Stored entries:
_ _ _ _ _
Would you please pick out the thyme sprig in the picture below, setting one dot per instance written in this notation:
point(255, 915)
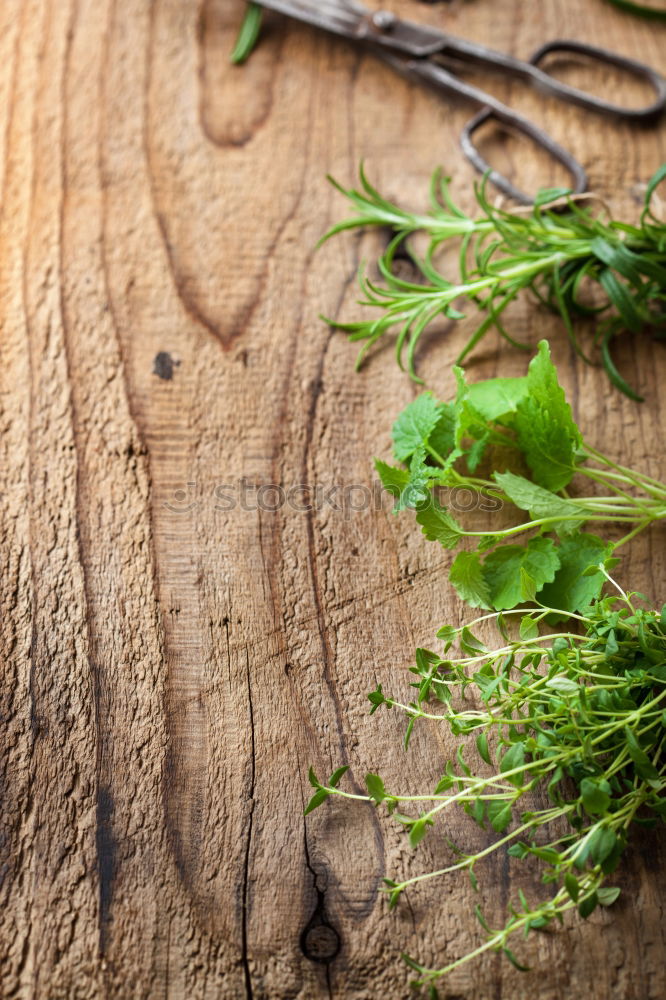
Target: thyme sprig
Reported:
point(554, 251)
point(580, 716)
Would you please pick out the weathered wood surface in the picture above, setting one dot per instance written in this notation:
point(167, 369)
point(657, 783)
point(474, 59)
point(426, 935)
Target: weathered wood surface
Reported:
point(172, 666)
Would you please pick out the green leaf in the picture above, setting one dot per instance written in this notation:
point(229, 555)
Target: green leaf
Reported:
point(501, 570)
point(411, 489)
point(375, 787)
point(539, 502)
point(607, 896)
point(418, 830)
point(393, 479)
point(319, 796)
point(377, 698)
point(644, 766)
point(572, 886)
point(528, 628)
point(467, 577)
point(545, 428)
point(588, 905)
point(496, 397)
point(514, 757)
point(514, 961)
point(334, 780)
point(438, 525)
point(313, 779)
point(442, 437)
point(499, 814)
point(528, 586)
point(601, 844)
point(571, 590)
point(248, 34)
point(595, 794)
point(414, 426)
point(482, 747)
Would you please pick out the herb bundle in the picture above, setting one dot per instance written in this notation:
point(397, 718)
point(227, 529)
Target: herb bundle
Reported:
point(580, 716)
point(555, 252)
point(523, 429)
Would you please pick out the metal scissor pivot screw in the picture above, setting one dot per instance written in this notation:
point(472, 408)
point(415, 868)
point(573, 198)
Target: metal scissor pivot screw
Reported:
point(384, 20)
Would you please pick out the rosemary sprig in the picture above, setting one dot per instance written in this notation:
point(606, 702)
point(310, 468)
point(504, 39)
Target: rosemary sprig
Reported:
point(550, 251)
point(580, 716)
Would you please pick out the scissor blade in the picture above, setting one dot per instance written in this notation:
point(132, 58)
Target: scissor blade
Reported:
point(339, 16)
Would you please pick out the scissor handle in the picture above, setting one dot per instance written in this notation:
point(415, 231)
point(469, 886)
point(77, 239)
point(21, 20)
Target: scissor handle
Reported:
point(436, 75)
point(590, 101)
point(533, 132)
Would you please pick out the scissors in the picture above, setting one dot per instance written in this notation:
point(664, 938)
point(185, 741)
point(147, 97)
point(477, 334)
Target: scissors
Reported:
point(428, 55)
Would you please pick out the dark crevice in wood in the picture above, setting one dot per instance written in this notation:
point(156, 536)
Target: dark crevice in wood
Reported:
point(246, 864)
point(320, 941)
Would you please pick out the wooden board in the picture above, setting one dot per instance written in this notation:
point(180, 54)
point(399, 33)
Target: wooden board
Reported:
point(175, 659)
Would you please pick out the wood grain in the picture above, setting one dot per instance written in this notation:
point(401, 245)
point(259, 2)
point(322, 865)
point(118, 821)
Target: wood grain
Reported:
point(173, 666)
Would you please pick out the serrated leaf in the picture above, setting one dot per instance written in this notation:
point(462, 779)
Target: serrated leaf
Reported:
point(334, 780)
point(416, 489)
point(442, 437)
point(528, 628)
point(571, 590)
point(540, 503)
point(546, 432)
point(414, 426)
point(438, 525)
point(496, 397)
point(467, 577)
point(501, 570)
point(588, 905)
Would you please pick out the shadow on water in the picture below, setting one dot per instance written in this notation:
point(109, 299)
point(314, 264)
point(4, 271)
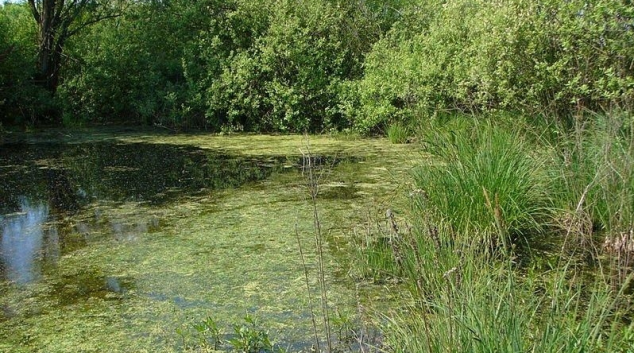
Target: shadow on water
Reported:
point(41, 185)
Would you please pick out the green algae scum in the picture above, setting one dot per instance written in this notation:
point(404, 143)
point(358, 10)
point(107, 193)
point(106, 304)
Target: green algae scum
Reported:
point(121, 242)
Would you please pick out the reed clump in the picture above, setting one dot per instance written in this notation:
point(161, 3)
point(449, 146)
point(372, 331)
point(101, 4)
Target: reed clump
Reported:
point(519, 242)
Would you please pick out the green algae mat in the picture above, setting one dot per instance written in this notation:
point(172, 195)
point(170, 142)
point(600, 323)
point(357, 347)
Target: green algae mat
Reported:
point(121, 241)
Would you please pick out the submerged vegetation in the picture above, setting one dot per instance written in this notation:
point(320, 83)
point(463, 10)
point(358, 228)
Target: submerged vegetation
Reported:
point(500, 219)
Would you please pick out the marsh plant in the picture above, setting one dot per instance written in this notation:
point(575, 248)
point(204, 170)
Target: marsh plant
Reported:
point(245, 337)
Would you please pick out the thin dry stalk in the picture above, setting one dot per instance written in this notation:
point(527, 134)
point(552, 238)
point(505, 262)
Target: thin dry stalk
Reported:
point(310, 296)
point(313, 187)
_ _ _ _ _
Exercise description:
Taking the records above as input, show every line in which the word "thyme" is present.

Answer to this task:
Would you please pick out the thyme sprig in the picture below, setting one dot per instance written in this notation:
Target: thyme sprig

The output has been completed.